Requirement:
What is needed is a verbatim copy of all the records.

The records:
►

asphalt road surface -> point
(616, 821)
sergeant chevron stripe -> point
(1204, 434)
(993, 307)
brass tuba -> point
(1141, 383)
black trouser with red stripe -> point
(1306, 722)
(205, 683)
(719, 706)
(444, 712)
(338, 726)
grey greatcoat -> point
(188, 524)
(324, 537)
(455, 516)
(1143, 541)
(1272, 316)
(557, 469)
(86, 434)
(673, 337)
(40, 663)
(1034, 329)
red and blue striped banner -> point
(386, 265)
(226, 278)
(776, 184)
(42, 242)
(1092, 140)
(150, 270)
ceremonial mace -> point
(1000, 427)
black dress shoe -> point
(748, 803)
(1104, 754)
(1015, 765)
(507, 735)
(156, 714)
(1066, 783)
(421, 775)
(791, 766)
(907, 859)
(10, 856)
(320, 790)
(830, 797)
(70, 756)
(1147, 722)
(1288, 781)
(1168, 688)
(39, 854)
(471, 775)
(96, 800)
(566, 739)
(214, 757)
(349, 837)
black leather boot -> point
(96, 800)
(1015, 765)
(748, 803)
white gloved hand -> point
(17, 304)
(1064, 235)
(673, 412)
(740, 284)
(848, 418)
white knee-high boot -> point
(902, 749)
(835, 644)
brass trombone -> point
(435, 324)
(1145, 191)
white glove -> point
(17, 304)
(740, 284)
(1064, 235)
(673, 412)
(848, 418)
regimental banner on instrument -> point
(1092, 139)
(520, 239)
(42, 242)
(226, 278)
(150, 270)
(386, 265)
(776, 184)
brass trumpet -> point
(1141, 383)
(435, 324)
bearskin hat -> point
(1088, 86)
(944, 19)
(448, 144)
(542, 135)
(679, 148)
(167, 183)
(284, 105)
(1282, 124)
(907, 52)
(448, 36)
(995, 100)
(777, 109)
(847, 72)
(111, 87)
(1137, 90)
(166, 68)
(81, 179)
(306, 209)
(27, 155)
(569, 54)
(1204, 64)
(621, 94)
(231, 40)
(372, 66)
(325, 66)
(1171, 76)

◄

Task result:
asphalt road surface -> point
(616, 821)
sergeant chevron stripe -> point
(1204, 434)
(993, 307)
brass tuba -> point
(1141, 383)
black trouser with red stripe -> point
(1306, 722)
(205, 683)
(719, 706)
(444, 712)
(338, 726)
grey greatcoat -> point
(188, 524)
(324, 537)
(455, 516)
(1143, 541)
(1272, 316)
(557, 469)
(86, 434)
(673, 337)
(40, 663)
(1034, 329)
red and blue striped banner -> point
(386, 265)
(226, 278)
(776, 184)
(42, 242)
(1092, 140)
(150, 270)
ceremonial mace -> point
(1000, 427)
black dress shoe -> point
(748, 803)
(1104, 754)
(1015, 765)
(507, 735)
(156, 714)
(1066, 783)
(421, 775)
(791, 766)
(907, 859)
(10, 856)
(320, 790)
(830, 797)
(70, 756)
(1147, 722)
(1288, 781)
(1168, 688)
(39, 854)
(471, 775)
(96, 800)
(566, 739)
(214, 757)
(349, 837)
black leather boot -> point
(96, 800)
(1015, 765)
(748, 803)
white gloved hand -> point
(17, 304)
(1064, 235)
(673, 412)
(740, 284)
(848, 418)
white knee-high boot -> point
(902, 749)
(835, 644)
brass trombone -> point
(435, 324)
(1145, 191)
white glove -> point
(17, 304)
(740, 284)
(1064, 235)
(673, 412)
(848, 418)
regimental banner on instrument -> point
(1092, 139)
(520, 239)
(42, 242)
(226, 278)
(150, 270)
(386, 265)
(776, 184)
brass trumpet -> point
(1141, 383)
(435, 324)
bearskin hat -> point
(1088, 86)
(944, 19)
(448, 144)
(542, 135)
(679, 148)
(167, 183)
(284, 105)
(1282, 124)
(907, 52)
(448, 36)
(995, 100)
(777, 109)
(847, 72)
(111, 87)
(1137, 90)
(166, 68)
(81, 179)
(306, 209)
(27, 155)
(569, 54)
(1204, 64)
(621, 94)
(231, 40)
(372, 66)
(325, 66)
(1171, 76)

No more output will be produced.